Write out the whole listing again, exactly.

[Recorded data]
........

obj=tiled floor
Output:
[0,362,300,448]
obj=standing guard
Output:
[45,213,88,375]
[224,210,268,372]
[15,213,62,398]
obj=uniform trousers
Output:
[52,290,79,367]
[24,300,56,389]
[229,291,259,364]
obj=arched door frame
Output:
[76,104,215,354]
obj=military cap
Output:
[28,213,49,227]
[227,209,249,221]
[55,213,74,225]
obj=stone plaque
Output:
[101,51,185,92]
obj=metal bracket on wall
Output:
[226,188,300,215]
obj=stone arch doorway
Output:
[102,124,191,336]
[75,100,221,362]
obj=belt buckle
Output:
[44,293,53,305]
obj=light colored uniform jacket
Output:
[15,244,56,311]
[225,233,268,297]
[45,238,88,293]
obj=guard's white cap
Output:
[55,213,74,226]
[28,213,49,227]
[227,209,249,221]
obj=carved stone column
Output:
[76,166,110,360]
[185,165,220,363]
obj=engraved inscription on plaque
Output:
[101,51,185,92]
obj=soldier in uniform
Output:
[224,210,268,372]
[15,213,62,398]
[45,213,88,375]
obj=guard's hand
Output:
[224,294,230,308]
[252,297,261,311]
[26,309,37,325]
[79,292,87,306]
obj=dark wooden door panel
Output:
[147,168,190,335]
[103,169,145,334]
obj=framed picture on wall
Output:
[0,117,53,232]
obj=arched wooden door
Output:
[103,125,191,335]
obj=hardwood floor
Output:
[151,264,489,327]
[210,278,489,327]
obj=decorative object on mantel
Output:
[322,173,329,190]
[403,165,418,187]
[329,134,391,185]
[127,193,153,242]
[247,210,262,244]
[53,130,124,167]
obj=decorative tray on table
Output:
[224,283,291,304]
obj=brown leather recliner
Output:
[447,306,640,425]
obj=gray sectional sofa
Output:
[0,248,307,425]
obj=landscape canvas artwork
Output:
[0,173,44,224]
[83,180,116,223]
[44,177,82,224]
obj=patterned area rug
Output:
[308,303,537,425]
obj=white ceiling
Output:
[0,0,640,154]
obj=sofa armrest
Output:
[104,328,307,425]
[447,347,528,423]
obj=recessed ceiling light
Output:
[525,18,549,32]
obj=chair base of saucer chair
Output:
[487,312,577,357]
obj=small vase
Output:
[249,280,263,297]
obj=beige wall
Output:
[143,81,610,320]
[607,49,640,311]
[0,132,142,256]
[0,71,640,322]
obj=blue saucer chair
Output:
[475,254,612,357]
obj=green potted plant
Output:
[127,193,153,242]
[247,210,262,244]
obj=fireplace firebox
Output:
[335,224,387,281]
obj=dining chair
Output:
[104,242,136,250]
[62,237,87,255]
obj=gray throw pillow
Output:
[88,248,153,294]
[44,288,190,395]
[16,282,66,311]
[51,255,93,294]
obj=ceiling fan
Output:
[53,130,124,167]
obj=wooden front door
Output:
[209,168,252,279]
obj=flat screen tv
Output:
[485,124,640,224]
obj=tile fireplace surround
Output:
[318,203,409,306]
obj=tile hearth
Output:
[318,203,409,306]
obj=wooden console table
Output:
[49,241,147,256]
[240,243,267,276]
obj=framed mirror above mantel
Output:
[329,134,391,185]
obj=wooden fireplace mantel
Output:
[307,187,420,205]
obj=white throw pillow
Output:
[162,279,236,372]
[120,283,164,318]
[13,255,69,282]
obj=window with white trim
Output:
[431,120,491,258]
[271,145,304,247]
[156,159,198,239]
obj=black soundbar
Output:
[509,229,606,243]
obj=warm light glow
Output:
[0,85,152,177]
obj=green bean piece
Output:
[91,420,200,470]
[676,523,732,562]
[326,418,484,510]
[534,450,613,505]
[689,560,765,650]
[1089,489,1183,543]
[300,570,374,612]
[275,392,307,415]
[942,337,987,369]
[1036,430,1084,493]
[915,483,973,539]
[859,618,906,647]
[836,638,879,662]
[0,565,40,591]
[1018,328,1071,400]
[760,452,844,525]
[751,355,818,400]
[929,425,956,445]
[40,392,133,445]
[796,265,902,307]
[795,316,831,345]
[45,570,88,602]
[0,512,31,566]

........

WRITTEN REPLY:
obj=tiled floor
Output:
[0,362,300,448]
obj=standing guard
Output:
[45,213,88,375]
[224,210,268,372]
[15,213,62,398]
obj=uniform trousers
Output:
[52,290,79,367]
[24,300,56,389]
[229,291,259,364]
obj=arched door frame
Output:
[76,104,215,354]
obj=military cap
Output:
[28,213,49,227]
[227,209,249,221]
[55,213,74,225]
obj=stone plaque
Output:
[101,51,185,92]
obj=metal bracket on wall
Output:
[226,188,300,215]
obj=stone arch doorway
Output:
[102,124,191,336]
[75,100,221,362]
obj=belt buckle
Output:
[44,293,53,305]
obj=light colored uniform jacket
Output:
[15,244,56,311]
[225,233,268,297]
[45,238,88,293]
obj=guard's white cap
Output:
[55,213,74,226]
[28,213,49,227]
[227,209,249,221]
obj=carved stone column
Output:
[76,166,110,360]
[185,165,220,363]
obj=engraved inscription on plaque
Output:
[101,51,185,92]
obj=soldier in uniform
Output:
[224,210,268,372]
[15,213,62,398]
[45,213,88,375]
obj=guard's hand
Output:
[224,294,230,308]
[252,297,261,311]
[26,309,37,325]
[79,292,87,306]
obj=dark wooden door panel
Output:
[147,168,190,335]
[103,169,145,334]
obj=framed picture on wall
Output:
[0,117,53,232]
obj=arched wooden door
Output:
[103,125,191,335]
obj=hardwood floor
Output:
[151,264,489,327]
[210,278,489,327]
obj=decorative object on mantel
Output:
[322,173,329,190]
[403,165,418,187]
[329,134,391,185]
[127,193,153,242]
[247,210,262,244]
[53,130,124,167]
obj=decorative tray on table
Output:
[224,283,291,304]
obj=brown leather recliner
Output:
[447,306,640,425]
obj=gray sectional sofa
Output:
[0,248,307,425]
obj=landscape canvas artwork
Output:
[0,173,44,224]
[83,180,116,223]
[44,177,82,224]
obj=patterned area rug
Output:
[308,303,537,425]
obj=white ceiling
Output:
[0,0,640,154]
obj=sofa armrest
Output:
[104,328,307,425]
[447,347,528,423]
obj=recessed ceiling light
Output:
[525,18,549,32]
obj=chair base of saucer chair
Output:
[487,312,577,357]
obj=small vase
Output:
[249,280,263,297]
obj=beige wall
Output:
[143,81,610,320]
[607,49,640,311]
[0,132,142,256]
[0,71,640,322]
obj=blue saucer chair
Output:
[475,254,612,357]
obj=green potted plant
Output:
[127,193,153,242]
[247,210,262,244]
obj=fireplace firebox
Output:
[335,224,387,281]
obj=dining chair
Output:
[104,242,136,250]
[62,237,87,255]
obj=gray throw pillow
Output:
[88,248,153,294]
[44,288,190,395]
[16,282,66,311]
[51,255,93,294]
obj=ceiling fan
Output:
[53,130,124,167]
obj=wooden front door
Output:
[209,168,252,279]
obj=flat screen tv
Output:
[485,124,640,224]
obj=tile fireplace surround
Output:
[318,203,409,306]
obj=tile hearth
Output:
[318,203,409,306]
obj=wooden console table
Output:
[49,241,147,256]
[240,243,267,276]
obj=framed mirror above mantel
Output:
[329,134,391,185]
obj=wooden fireplace mantel
Output:
[307,187,420,205]
obj=white throw pillow
Output:
[162,279,236,372]
[120,283,164,318]
[13,255,69,282]
obj=window with white trim
Output:
[431,120,491,258]
[271,145,304,247]
[156,159,198,239]
obj=black soundbar
Output:
[509,229,606,243]
obj=warm light glow
Output:
[0,85,152,177]
obj=green bean piece
Output:
[91,420,200,470]
[676,523,732,562]
[326,418,484,510]
[534,450,613,505]
[689,560,765,650]
[1089,489,1183,543]
[300,570,374,612]
[275,392,307,415]
[942,337,987,369]
[1036,430,1084,493]
[915,483,973,539]
[859,618,906,647]
[836,638,879,662]
[0,565,40,591]
[1018,328,1071,400]
[760,452,844,525]
[751,355,818,400]
[929,425,956,445]
[40,392,133,445]
[796,265,902,307]
[795,316,831,345]
[45,570,88,602]
[0,512,31,566]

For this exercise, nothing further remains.